→ **Tasks for this exercise**
1: For the pay-for-performance article below, decide whether each statement agrees with it, and give yes or no along with the deciding words quoted from the article: (a) Some of the interviewed patients had heard of QOF before. (b) The interviews took place from January to March 2011. (c) The participants' age limits how far the study can be generalized.
2: Name every researcher whom the pay-for-performance article below credits with the study.
3: Write out the part of the pay-for-performance article below starting with "Date Published: 8" and going on through "recent study .".

→ **Document passage**
Date Published: 8 July 2011
Do patients think GPs should be paid for performance?
NHS patients (in the UK) were surprised to hear that a pay-for-performance scheme rewarded GPs for simple tasks such as recording blood pressure, according to a recent study .
The results and conclusions of the study were presented at the 40th Annual Scientific Meeting of the Society for Academic Primary Care hosted by the University of Bristol's Academic Unit of Primary Health Care, explore patients' views of pay-for-performance in primary care.
Kerin Hannon, Stephen Campbell and Professor Helen Lester of Manchester University (England) asked twenty-six 'QOF pilot' practices across England, representative in terms of size and deprivation, to contact patients on a single QOF (Quality and Outcomes Framework) disease register. 56 patients aged 32- to 90-years (mean age 65) were interviewed from January to March 2011. All had at least one chronic condition that predated QOF. None had heard of QOF and few had noticed changes in their care since 2004. However, the majority of patients were reassured by the use of a computer in their consultation and liked the fact the GP was checking up on health issues unrelated to their presenting complaint. A minority also noted they were now more likely to be called in for a blood test or medication review.
Most patients were surprised to hear that their practice was paid money for 'simple things' such as recording blood pressures and wondered why GPs were paid bonuses (considering their high salaries) or were not paid bonuses for managing more complex issues. Some patients also raised concerna about potential unintended consequences of pay-for-performance such as a reduced focus on non-incentivised areas and a lack of consideration of individual differences in treatment.
Kerin Hannon, Research Associate in Manchester's Health Sciences Research Group, said:
" Most patients trusted and liked their GP and did not feel that a pay-for-performance scheme was necessary to ensure quality of care."
A constant comparative methodology was used to analyse the transcripts. The generalisability of this study is limited by the participants' age and possible respondent bias.
Patients' views of pay-for-performance in primary care by Kerin Hannon, Stephen Campbell and Professor Helen Lester.

→ **Records**
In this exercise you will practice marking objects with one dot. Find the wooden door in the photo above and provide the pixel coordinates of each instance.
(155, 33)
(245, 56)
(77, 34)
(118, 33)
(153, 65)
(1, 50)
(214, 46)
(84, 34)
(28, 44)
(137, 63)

→ **Answer set**
1:
(a) No: "None had heard of QOF"
(b) Yes: "were interviewed from January to March 2011"
(c) Yes: "The generalisability of this study is limited by the participants' age"

2: Kerin Hannon, Stephen Campbell, Professor Helen Lester

3:
Date Published: 8 July 2011
Do patients think GPs should be paid for performance?
NHS patients (in the UK) were surprised to hear that a pay-for-performance scheme rewarded GPs for simple tasks such as recording blood pressure, according to a recent study .